___ Dataset excerpts

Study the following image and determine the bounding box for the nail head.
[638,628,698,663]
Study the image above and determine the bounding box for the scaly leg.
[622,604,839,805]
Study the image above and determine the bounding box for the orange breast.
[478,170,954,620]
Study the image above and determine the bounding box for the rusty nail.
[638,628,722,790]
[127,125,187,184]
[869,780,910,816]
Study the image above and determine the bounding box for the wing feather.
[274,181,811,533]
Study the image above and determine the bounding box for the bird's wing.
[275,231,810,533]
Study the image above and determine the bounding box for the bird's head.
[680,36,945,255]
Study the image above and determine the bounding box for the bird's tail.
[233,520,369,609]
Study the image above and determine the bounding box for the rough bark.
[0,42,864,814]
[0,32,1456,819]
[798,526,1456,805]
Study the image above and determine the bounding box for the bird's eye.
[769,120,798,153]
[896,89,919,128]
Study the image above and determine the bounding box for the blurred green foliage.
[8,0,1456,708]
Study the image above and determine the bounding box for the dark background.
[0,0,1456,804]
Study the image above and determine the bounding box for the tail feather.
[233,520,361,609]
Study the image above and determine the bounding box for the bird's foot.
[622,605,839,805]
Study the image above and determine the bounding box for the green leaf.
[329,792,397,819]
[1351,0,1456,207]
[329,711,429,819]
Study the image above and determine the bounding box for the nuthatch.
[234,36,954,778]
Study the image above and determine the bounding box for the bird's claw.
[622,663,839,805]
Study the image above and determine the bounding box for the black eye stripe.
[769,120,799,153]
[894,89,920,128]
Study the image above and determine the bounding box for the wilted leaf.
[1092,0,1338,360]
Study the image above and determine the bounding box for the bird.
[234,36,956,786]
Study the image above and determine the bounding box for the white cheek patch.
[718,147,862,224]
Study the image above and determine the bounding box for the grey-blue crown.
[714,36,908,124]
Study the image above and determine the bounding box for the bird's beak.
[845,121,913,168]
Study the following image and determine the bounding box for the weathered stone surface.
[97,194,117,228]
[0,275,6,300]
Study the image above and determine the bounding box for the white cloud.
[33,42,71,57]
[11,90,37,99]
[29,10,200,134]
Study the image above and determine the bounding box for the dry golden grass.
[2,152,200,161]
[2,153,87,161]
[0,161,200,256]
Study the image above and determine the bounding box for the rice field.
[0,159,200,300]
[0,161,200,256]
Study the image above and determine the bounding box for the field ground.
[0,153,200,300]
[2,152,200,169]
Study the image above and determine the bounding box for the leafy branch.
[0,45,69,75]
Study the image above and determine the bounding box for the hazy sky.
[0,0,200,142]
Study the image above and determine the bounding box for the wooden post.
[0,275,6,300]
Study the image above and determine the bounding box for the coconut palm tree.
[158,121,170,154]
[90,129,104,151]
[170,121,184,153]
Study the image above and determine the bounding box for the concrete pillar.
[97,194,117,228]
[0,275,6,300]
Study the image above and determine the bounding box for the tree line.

______

Problem description :: Reproduce word for word the lines from the one holding "the concrete pillar." through the end of the items, inclusive.

Full response ::
Study the image above and determine the bounding box for the concrete pillar.
[97,194,117,228]
[0,275,6,300]
Study the image above and determine the bounding box for the tree line.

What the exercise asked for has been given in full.